> TEXT SECTION
===============

I’m writing this on a plane somewhere between Paris and
Atlanta. I haven’t slept in a bed in 37 hours, and it’s still only 11:30 in the
morning in Texas (I’ll hopefully get in around 10:00 pm). Still, I’m fairly
awake, and this seems like a good time to sum up my thoughts on the summer.
First,
though, there are a couple other things I should mention. First, thank you for
your concern, and my ankle is doing much better. I walked around Paris for
several hours today without anything other than normal soreness. I won’t
mention much about Paris, since this post is meant to wrap up my experience in
Jordan, but I will post pictures, and I will also say that I understand why
everyone wants to go.

===============

> RECORDED DATA

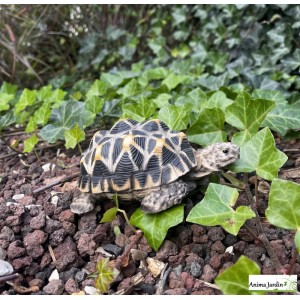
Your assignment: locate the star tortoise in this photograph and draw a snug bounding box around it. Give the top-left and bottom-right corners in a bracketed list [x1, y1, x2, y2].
[71, 119, 239, 214]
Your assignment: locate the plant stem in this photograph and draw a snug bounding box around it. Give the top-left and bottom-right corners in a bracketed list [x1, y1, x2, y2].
[244, 173, 283, 273]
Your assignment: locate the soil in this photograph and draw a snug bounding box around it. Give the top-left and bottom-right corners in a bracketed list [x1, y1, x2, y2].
[0, 136, 300, 295]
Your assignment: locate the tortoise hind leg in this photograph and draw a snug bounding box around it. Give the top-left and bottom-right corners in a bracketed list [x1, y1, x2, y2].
[141, 180, 196, 214]
[70, 193, 96, 215]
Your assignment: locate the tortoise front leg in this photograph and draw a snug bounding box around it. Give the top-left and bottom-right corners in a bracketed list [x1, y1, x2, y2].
[141, 180, 196, 214]
[70, 193, 96, 215]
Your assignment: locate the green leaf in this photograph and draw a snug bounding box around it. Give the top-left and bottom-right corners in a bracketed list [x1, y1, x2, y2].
[187, 183, 255, 235]
[205, 91, 233, 111]
[0, 111, 16, 129]
[186, 108, 227, 146]
[86, 79, 108, 99]
[262, 103, 300, 136]
[158, 103, 193, 130]
[266, 179, 300, 253]
[34, 101, 51, 125]
[152, 93, 172, 108]
[25, 116, 37, 133]
[117, 79, 138, 98]
[130, 204, 184, 251]
[15, 89, 36, 114]
[39, 124, 65, 143]
[64, 124, 85, 149]
[101, 73, 123, 86]
[24, 134, 39, 152]
[122, 98, 156, 122]
[215, 255, 265, 295]
[0, 93, 15, 112]
[95, 258, 117, 293]
[0, 81, 18, 95]
[100, 207, 118, 223]
[230, 127, 287, 180]
[225, 92, 275, 145]
[85, 96, 104, 114]
[161, 73, 188, 91]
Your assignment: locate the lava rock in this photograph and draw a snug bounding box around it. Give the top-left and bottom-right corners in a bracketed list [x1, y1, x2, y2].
[77, 233, 96, 256]
[49, 228, 67, 247]
[156, 240, 178, 261]
[43, 279, 65, 295]
[65, 278, 80, 295]
[7, 240, 26, 259]
[30, 211, 46, 229]
[0, 259, 14, 276]
[103, 244, 123, 257]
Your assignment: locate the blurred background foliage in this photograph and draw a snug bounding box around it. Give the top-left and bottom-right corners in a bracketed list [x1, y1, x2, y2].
[0, 5, 300, 93]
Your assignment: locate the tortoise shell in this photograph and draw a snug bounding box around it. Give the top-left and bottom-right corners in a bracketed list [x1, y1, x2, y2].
[79, 119, 196, 193]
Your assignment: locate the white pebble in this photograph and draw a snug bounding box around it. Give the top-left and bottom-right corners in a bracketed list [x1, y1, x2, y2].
[0, 259, 14, 276]
[48, 269, 59, 282]
[13, 194, 25, 201]
[84, 286, 99, 295]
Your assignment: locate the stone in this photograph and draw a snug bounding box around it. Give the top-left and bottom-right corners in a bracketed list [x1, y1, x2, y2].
[49, 228, 67, 247]
[44, 219, 62, 233]
[147, 257, 165, 278]
[190, 261, 203, 278]
[7, 240, 26, 259]
[12, 256, 32, 271]
[43, 279, 65, 295]
[0, 259, 14, 276]
[58, 209, 75, 223]
[200, 265, 218, 282]
[156, 240, 178, 261]
[30, 211, 46, 229]
[65, 278, 80, 295]
[48, 269, 59, 282]
[77, 233, 95, 256]
[103, 244, 123, 257]
[207, 226, 225, 242]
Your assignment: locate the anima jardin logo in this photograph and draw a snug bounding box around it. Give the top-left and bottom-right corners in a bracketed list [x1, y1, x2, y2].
[249, 275, 297, 292]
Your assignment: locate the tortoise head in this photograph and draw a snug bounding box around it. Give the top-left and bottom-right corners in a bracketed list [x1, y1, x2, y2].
[193, 143, 240, 177]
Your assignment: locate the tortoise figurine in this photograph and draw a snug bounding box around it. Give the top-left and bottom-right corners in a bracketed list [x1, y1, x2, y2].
[71, 119, 239, 214]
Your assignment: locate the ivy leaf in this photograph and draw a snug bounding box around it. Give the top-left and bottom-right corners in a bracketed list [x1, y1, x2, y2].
[25, 116, 37, 133]
[95, 258, 118, 293]
[158, 103, 193, 130]
[161, 73, 188, 91]
[205, 91, 233, 111]
[266, 179, 300, 253]
[100, 207, 118, 223]
[0, 111, 16, 129]
[101, 73, 123, 87]
[24, 134, 39, 152]
[225, 92, 275, 145]
[64, 124, 85, 149]
[187, 183, 255, 235]
[15, 88, 36, 114]
[39, 124, 65, 143]
[0, 93, 15, 111]
[85, 96, 104, 114]
[230, 127, 287, 180]
[34, 101, 51, 125]
[152, 93, 172, 108]
[86, 79, 108, 99]
[122, 98, 156, 122]
[186, 108, 227, 146]
[130, 204, 184, 251]
[117, 79, 138, 98]
[215, 255, 265, 295]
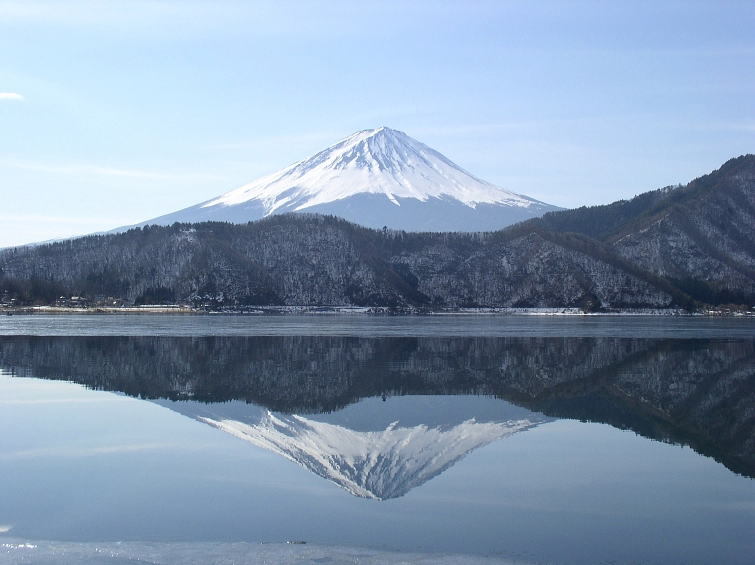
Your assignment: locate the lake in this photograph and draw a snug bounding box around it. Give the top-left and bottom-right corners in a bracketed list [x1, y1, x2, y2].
[0, 315, 755, 564]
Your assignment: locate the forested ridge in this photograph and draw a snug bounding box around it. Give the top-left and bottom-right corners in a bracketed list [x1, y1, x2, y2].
[0, 155, 755, 310]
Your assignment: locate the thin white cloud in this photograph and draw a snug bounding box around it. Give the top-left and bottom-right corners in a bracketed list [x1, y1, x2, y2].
[0, 159, 223, 180]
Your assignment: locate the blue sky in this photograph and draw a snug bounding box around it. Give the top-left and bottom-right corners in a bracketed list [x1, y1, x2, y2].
[0, 0, 755, 246]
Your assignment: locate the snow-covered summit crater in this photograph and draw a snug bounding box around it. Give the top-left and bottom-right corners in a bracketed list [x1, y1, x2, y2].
[202, 127, 539, 214]
[130, 127, 558, 231]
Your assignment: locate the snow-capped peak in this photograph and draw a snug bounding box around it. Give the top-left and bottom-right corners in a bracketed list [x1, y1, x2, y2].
[201, 126, 541, 215]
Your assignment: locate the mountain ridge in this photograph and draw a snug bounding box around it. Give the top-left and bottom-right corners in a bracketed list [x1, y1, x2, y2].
[128, 126, 559, 231]
[0, 155, 755, 311]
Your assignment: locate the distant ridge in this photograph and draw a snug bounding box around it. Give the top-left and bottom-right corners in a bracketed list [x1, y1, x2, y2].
[0, 155, 755, 311]
[127, 127, 558, 231]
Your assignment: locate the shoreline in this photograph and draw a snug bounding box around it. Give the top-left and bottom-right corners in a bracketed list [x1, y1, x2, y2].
[0, 304, 755, 317]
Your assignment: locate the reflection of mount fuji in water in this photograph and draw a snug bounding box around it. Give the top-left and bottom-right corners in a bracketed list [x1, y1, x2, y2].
[158, 396, 548, 500]
[0, 336, 755, 477]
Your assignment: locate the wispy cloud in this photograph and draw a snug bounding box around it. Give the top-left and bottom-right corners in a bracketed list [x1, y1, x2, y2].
[0, 92, 24, 102]
[0, 159, 223, 180]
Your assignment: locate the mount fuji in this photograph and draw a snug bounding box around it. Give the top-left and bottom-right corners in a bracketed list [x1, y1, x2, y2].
[134, 127, 559, 231]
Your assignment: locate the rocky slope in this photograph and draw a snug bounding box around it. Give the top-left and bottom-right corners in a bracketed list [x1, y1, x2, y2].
[0, 155, 755, 310]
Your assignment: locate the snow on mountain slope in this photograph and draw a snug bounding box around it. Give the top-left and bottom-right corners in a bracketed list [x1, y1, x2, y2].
[140, 127, 557, 231]
[162, 401, 548, 500]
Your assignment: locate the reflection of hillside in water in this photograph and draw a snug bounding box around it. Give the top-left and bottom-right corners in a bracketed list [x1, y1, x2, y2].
[0, 336, 755, 476]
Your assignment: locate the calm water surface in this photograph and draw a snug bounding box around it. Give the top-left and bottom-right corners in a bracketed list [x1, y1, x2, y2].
[0, 315, 755, 563]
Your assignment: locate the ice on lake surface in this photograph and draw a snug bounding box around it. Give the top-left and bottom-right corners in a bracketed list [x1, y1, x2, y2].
[0, 316, 755, 564]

===============

> WORK INSTRUCTION A
Copy the part of the travel post starting at "I’m writing this" and ending at "wants to go.".
> WORK INSTRUCTION B
In the travel post, how many hours has the writer gone without sleeping in a bed?
> WORK INSTRUCTION C
List every place named in the travel post.
The records aren't needed for anything here.

> OUTPUT A
I’m writing this on a plane somewhere between Paris and
Atlanta. I haven’t slept in a bed in 37 hours, and it’s still only 11:30 in the
morning in Texas (I’ll hopefully get in around 10:00 pm). Still, I’m fairly
awake, and this seems like a good time to sum up my thoughts on the summer.
First,
though, there are a couple other things I should mention. First, thank you for
your concern, and my ankle is doing much better. I walked around Paris for
several hours today without anything other than normal soreness. I won’t
mention much about Paris, since this post is meant to wrap up my experience in
Jordan, but I will post pictures, and I will also say that I understand why
everyone wants to go.

> OUTPUT B
37 hours

> OUTPUT C
Paris, Atlanta, Texas, Jordan